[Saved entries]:
--------------------
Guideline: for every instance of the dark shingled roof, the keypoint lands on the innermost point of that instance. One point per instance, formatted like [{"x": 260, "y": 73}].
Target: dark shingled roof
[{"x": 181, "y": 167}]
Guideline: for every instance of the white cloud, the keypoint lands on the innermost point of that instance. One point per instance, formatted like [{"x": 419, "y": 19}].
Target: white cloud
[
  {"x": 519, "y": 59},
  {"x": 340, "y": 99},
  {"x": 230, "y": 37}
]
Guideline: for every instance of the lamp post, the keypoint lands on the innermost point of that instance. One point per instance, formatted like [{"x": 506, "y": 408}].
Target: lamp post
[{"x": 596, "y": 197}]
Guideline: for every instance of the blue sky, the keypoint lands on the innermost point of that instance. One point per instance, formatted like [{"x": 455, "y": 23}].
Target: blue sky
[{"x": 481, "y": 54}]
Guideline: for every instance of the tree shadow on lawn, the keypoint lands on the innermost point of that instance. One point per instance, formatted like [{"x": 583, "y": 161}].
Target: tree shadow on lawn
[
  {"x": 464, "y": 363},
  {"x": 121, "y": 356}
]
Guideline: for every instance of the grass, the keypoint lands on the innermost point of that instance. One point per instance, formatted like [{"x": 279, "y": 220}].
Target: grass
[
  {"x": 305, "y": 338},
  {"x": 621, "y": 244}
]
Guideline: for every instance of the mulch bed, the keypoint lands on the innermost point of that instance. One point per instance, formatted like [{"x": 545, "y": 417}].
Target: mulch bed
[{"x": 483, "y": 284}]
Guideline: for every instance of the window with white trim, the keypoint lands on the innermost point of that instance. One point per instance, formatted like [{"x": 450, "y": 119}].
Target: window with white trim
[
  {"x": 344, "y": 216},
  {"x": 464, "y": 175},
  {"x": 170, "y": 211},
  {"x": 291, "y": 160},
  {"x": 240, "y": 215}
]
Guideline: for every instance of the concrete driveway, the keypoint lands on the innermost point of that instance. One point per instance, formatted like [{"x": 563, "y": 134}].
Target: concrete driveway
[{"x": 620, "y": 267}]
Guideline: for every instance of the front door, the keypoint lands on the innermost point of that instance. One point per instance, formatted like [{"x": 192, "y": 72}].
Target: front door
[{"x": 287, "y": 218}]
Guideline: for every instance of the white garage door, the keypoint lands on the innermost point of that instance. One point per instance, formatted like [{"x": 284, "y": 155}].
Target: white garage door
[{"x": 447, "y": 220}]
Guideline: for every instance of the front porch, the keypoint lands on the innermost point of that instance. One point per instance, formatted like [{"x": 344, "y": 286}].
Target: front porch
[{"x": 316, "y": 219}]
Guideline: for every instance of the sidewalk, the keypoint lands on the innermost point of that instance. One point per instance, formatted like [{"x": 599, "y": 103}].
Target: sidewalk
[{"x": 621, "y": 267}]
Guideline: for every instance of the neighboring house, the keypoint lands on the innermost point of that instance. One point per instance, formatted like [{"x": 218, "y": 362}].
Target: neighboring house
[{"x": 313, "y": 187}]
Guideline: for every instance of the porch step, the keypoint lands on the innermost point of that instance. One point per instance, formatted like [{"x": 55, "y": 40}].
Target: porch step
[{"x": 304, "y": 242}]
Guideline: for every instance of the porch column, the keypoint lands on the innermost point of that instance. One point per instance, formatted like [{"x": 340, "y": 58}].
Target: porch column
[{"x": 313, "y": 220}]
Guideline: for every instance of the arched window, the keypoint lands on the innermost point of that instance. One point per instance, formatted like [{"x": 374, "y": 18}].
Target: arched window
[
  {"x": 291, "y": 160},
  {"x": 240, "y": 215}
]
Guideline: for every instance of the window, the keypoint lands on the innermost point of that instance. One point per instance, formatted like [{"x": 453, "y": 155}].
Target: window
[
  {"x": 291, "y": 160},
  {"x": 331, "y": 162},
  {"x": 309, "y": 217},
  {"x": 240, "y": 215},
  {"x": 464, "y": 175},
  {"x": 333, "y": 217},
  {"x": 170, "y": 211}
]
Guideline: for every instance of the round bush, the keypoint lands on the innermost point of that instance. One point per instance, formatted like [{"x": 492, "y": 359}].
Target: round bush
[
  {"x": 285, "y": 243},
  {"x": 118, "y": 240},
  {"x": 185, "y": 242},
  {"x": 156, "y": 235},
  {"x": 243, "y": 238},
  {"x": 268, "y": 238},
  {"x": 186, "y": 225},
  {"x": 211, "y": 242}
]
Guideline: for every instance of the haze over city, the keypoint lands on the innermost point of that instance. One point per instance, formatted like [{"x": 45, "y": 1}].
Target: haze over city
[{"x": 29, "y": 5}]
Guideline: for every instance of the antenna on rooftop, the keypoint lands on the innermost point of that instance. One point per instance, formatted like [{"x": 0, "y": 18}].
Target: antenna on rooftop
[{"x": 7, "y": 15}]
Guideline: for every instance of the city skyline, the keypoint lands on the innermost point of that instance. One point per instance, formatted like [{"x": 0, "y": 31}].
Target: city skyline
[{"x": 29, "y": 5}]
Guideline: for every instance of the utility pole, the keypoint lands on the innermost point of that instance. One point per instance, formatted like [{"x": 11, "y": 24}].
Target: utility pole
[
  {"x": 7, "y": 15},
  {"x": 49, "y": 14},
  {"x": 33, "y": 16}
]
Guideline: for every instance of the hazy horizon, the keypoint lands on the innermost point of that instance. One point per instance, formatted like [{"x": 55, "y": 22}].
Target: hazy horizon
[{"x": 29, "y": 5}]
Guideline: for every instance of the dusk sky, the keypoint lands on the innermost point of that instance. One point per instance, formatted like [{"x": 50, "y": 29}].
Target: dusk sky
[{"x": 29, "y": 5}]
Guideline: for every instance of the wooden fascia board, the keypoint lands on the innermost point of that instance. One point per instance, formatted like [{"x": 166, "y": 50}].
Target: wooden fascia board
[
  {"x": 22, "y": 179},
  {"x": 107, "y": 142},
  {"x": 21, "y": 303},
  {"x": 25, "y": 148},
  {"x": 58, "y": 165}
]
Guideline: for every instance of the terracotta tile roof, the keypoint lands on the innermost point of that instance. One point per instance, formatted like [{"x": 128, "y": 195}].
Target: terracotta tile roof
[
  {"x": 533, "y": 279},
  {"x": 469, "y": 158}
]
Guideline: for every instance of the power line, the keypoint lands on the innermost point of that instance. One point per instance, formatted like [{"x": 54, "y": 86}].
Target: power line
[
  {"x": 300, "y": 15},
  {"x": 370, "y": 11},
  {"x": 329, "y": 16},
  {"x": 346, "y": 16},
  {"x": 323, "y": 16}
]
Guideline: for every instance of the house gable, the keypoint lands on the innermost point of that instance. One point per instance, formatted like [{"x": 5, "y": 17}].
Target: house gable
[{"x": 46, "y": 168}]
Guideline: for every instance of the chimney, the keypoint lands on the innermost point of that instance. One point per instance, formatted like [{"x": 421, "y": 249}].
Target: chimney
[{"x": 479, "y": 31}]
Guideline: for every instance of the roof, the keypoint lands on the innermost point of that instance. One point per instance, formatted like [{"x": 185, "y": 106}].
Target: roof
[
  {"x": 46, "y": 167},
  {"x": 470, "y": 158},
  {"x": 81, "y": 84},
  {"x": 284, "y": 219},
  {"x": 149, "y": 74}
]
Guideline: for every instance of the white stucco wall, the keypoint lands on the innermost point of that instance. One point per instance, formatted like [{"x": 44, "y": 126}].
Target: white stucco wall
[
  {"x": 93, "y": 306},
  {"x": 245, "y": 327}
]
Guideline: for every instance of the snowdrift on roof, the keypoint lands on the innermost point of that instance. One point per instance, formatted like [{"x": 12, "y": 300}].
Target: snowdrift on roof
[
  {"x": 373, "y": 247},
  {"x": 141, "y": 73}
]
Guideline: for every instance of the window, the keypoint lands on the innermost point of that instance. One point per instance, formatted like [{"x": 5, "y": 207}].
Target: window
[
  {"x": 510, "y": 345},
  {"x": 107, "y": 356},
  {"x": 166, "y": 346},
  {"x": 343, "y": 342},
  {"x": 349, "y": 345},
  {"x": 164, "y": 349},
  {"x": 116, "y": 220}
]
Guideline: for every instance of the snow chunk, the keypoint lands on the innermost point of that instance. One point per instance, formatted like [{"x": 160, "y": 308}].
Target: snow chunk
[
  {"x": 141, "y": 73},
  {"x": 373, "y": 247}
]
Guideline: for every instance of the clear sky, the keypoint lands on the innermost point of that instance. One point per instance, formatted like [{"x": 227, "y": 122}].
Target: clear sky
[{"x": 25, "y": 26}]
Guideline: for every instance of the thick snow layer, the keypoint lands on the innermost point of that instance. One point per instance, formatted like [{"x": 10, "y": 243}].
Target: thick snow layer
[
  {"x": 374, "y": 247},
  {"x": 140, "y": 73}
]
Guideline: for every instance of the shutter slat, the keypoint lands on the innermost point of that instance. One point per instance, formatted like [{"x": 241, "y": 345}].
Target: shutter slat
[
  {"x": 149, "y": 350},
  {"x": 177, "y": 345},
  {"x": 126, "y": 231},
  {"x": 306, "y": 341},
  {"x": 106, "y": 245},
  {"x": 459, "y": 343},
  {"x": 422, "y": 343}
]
--------------------
[YOUR GOAL]: Please return exactly the lines from the opening line of the data above through the line with "Guideline: for every instance of the lamp", both included and nothing else.

[RESPONSE TO THE EXERCISE]:
Guideline: for every instance of the dark shingled roof, the keypoint lands on the innermost point of that instance. One point per instance, formatted like [{"x": 260, "y": 73}].
Target: dark shingled roof
[{"x": 181, "y": 167}]
Guideline: for every instance of the white cloud, the keypoint lands on the innermost point of that instance. One point per instance, formatted like [{"x": 419, "y": 19}].
Target: white cloud
[
  {"x": 519, "y": 59},
  {"x": 340, "y": 99},
  {"x": 230, "y": 37}
]
Guideline: for every instance of the lamp post, the keypoint lands on the innermost point of that instance. One point per instance, formatted like [{"x": 506, "y": 408}].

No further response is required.